## SHORT PROBLEM 1
Summarize the passage about the Chofetz Chaim's teaching in two sentences.
## SHORT PROBLEM 2
Identify each line in the listing that contains the word "background".

## DOCUMENT SECTION
::::

The Chofetz Chaim writes that he doesn’t understand why people are horrified if someone does one of the wrong things listed in this Parsha, but then can’t care less when someone does other wrong things.  As an example, the Chofetz Chaim says that if a brother and sister got married, we would say, “Horrors – how dare they go against Hashem and do such a disgusting thing.”  But when folks randomly sleep around, we don’t say that, even though it is clear from this Parsha that it is also disgusting to Hashem when we do that.  Wrong is wrong, not based on our flawed logic, but based on what G-d said is wrong.

Hashem created our bodies, He created our desires, and He told us how to use it right.  It is sad when we take this beautiful gift He gave us called sexuality and misuse it. In fact, what we do when we misuse it is rob ourselves of what could have been.

::::

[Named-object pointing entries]
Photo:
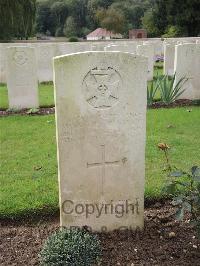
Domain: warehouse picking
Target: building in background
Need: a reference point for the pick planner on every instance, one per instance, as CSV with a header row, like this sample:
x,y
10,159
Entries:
x,y
103,34
137,34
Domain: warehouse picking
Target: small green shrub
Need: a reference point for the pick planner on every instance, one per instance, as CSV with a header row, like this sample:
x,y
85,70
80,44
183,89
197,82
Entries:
x,y
73,39
73,247
168,90
184,188
151,91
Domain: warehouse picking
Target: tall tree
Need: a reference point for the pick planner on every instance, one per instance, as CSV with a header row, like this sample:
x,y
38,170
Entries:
x,y
21,14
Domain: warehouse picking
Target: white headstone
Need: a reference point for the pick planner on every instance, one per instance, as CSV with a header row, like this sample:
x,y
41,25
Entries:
x,y
101,121
130,48
22,77
169,54
45,54
187,64
147,50
2,63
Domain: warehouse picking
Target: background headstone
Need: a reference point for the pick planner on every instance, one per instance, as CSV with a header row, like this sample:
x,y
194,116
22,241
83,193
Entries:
x,y
22,77
45,54
147,50
187,64
101,121
169,54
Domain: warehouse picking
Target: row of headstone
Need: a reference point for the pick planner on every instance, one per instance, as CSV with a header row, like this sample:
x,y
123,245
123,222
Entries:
x,y
39,64
46,52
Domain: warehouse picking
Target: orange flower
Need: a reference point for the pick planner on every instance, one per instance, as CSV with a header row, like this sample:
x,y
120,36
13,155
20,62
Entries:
x,y
163,146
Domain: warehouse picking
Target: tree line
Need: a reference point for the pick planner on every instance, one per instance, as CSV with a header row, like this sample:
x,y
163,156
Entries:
x,y
168,18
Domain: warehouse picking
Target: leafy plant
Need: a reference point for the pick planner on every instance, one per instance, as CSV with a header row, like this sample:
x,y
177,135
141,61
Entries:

::::

## FULL ANSWER 1
The Chofetz Chaim says he does not understand why people are horrified by some wrongs listed in the Parsha, like a brother and sister marrying, yet don't care when people randomly sleep around, even though the Parsha makes clear this is also disgusting to Hashem, because wrong is based on what G-d said and not on our flawed logic. Hashem created our bodies and desires and told us how to use them right, so misusing the gift of sexuality is sad and robs us of what could have been.

## FULL ANSWER 2
Target: building in background
Target: background headstone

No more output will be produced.